(Coordinate annotation items)
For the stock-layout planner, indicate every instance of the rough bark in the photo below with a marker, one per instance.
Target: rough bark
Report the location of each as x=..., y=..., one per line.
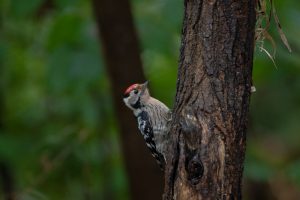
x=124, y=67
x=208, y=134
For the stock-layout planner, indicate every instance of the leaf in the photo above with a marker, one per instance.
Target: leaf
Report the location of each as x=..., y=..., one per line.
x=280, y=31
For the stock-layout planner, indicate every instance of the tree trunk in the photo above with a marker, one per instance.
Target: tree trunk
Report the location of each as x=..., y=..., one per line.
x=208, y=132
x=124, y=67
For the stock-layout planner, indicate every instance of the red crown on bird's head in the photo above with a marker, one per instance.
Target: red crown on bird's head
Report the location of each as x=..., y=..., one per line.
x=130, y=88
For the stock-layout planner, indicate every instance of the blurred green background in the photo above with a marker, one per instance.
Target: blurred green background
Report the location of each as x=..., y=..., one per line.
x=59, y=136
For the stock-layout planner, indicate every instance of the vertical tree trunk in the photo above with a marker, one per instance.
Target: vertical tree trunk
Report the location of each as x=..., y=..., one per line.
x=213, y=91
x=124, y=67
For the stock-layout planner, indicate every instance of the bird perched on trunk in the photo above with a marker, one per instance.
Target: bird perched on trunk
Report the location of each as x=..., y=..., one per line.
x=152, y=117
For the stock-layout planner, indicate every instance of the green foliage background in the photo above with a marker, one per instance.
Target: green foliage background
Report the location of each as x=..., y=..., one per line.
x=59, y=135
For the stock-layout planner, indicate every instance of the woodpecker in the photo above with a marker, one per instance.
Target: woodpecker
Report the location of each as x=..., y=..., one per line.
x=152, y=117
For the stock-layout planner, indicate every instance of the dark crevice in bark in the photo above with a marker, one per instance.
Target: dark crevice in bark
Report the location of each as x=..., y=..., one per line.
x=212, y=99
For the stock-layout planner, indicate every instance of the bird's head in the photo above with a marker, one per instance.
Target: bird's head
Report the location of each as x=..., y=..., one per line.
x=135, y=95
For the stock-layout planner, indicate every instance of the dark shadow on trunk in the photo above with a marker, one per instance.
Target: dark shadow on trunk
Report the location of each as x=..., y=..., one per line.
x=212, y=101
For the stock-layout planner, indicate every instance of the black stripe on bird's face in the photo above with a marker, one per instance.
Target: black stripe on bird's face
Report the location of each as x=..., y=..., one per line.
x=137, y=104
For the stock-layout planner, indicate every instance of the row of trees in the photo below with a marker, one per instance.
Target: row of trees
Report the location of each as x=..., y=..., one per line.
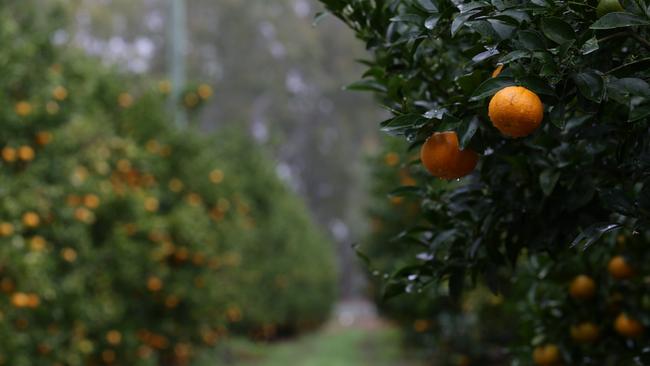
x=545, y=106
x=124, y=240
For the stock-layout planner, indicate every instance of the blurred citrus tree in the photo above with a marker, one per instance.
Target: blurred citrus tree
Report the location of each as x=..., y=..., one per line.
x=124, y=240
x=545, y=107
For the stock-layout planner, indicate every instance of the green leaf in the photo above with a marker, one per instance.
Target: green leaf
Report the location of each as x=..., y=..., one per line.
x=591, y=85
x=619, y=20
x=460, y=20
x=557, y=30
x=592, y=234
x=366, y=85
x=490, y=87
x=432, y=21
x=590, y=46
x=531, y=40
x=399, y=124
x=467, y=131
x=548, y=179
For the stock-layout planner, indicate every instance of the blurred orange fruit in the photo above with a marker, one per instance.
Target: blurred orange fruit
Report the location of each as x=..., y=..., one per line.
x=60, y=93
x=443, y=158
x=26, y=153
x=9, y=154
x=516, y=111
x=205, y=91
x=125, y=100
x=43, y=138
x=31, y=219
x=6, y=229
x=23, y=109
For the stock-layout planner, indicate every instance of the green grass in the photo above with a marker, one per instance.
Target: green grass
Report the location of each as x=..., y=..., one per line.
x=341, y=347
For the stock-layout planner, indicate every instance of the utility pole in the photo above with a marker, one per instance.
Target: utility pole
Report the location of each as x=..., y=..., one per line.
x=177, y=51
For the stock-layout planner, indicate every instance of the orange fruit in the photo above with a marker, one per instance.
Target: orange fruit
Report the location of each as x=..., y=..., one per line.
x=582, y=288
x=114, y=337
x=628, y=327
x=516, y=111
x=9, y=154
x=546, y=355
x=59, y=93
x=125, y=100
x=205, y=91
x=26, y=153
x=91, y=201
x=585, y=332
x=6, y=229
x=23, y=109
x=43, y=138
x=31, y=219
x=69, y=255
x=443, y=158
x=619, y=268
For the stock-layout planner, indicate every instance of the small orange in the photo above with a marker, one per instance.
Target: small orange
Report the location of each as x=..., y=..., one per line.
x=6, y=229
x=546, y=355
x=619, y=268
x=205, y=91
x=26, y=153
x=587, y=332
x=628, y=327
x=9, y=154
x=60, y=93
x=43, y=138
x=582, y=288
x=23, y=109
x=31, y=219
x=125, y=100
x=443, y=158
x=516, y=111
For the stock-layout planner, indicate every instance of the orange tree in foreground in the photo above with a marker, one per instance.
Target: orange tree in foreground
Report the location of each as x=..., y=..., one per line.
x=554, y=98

-- YOUR INSTRUCTIONS --
Rewrite every item above with "stock-layout planner" swapped for "shelf-layout planner" and nothing else altered, omitting the pictures.

-- COMPLETED TASK --
For the shelf-layout planner, indicate every instance of the rough bark in the photo below with a marker, one per instance.
Target: rough bark
Report the location of each as x=..., y=..., one per line.
x=124, y=67
x=208, y=134
For the shelf-layout planner, indicate every instance of the leaf in the photo above with a marker, one per instance.
Target: leaf
Report the location of each as x=..., y=..., one per line.
x=280, y=31
For the shelf-layout planner, indicate every instance of the tree trunk in the photo above with a marker, one per instance.
Target: tree trunk
Report the location of each as x=..., y=..., one per line.
x=208, y=132
x=124, y=67
For the shelf-layout planner, indicate every instance of the red crown on bird's head in the photo above with a marker, one per instance.
Target: red crown on bird's head
Report the location of each as x=..., y=..., one per line.
x=130, y=88
For the shelf-layout planner, indicate every instance of the blurred green background in the photo above with a marker, one per instance.
Target: blurred green background
Report the location of each as x=..., y=..., one per line.
x=59, y=136
For the shelf-layout planner, indicate every instance of the vertical tree trunk in the photo above with a marker, one per instance.
Target: vertical tree trunk
Report the location of each as x=..., y=..., one per line.
x=213, y=91
x=124, y=67
For the shelf-layout planner, indicate every instance of the bird perched on trunk in the photo above with a marker, one per instance.
Target: bird perched on trunk
Report the location of each as x=..., y=..., one per line.
x=152, y=117
For the shelf-layout planner, indicate every instance of the green foliage background in the photo above with a marker, one per instance.
Target: green foliage background
Report the location of each as x=..., y=..., one per line.
x=59, y=135
For the shelf-layout planner, indicate every instance of the woodpecker in the photo above with a marker, one per instance.
Target: woodpecker
Report the location of each as x=..., y=..., one per line.
x=152, y=117
For the shelf-layout planner, indicate every instance of the dark crevice in bark in the photo above with a marker, one per instance.
Target: dark crevice in bark
Report the location of each as x=..., y=..., one per line.
x=212, y=99
For the shelf-layout planner, indicate every instance of the bird's head in the photo above with a marker, one per instance.
Target: bird's head
Report the location of each as x=..., y=..., one per line.
x=135, y=95
For the shelf-layout planner, indicate every instance of the dark shadow on trunk in the photo above with a marker, one per instance.
Target: dark shadow on trunk
Report the location of each as x=..., y=..., one per line.
x=212, y=101
For the shelf-layout planner, indicate every instance of the black stripe on bird's face in the photo above with a marker, one per instance.
Target: black stripe on bird's face
Report the location of each as x=..., y=..., one per line.
x=137, y=104
For the shelf-layout planner, indicate every instance of the row of trees in the photo below with a marker, one per instance.
Target: row of trees
Report the location of each as x=..., y=..., one per line.
x=545, y=106
x=124, y=240
For the shelf-layout planner, indicate every instance of the blurred citrus tree in the photo above with a marker, one per instance.
Target: blurred citrus tree
Report the location of each as x=..., y=..., one per line.
x=124, y=240
x=545, y=107
For the shelf-layout planner, indicate every instance of the green leaf in the photo above with a marker, one per instance.
Target: green leaf
Report the location of each as x=..., y=..., one per line.
x=591, y=85
x=619, y=20
x=460, y=20
x=557, y=30
x=592, y=234
x=366, y=85
x=490, y=87
x=432, y=21
x=590, y=46
x=531, y=40
x=399, y=124
x=467, y=131
x=548, y=179
For the shelf-layout planner, indicate every instance of the blurred orange fruit in the photo above with a marker, one per instance.
Target: blurred orange fruit
Report the location of each as x=..., y=..., one per line.
x=60, y=93
x=443, y=158
x=26, y=153
x=9, y=154
x=516, y=111
x=205, y=91
x=125, y=100
x=43, y=138
x=31, y=219
x=6, y=229
x=23, y=109
For the shelf-layout planner, indicate every instance of the green grass in the photo above with a marker, one per instance.
Target: green grass
Report the location of each as x=..., y=..., one per line.
x=341, y=347
For the shelf-layout planner, indicate every instance of the utility pole in the photo above with a marker, one per instance.
Target: utility pole
Report the location of each as x=..., y=..., one per line.
x=177, y=51
For the shelf-layout planner, indicate every instance of the orange fruit in the photo above with a marker, one per instance.
Target: orange fruit
Report the location of each as x=..., y=..., one per line.
x=582, y=288
x=114, y=337
x=628, y=327
x=516, y=111
x=9, y=154
x=546, y=355
x=59, y=93
x=125, y=100
x=205, y=91
x=26, y=153
x=91, y=201
x=585, y=332
x=6, y=229
x=23, y=109
x=43, y=138
x=31, y=219
x=69, y=255
x=443, y=158
x=619, y=268
For the shelf-layout planner, indicate every instance of the small orange in the photo above with a marker, one per instance.
Target: small orange
Report the location of each as x=..., y=..., one per line.
x=6, y=229
x=546, y=355
x=619, y=268
x=205, y=91
x=26, y=153
x=587, y=332
x=628, y=327
x=9, y=154
x=60, y=93
x=43, y=138
x=582, y=288
x=23, y=109
x=31, y=219
x=125, y=100
x=443, y=158
x=516, y=111
For the shelf-layout planner, indicate every instance of the orange tree in foreground in the photo above with a marker, one per instance.
Target: orange tree in foreground
Report the location of each as x=..., y=..., one per line.
x=554, y=98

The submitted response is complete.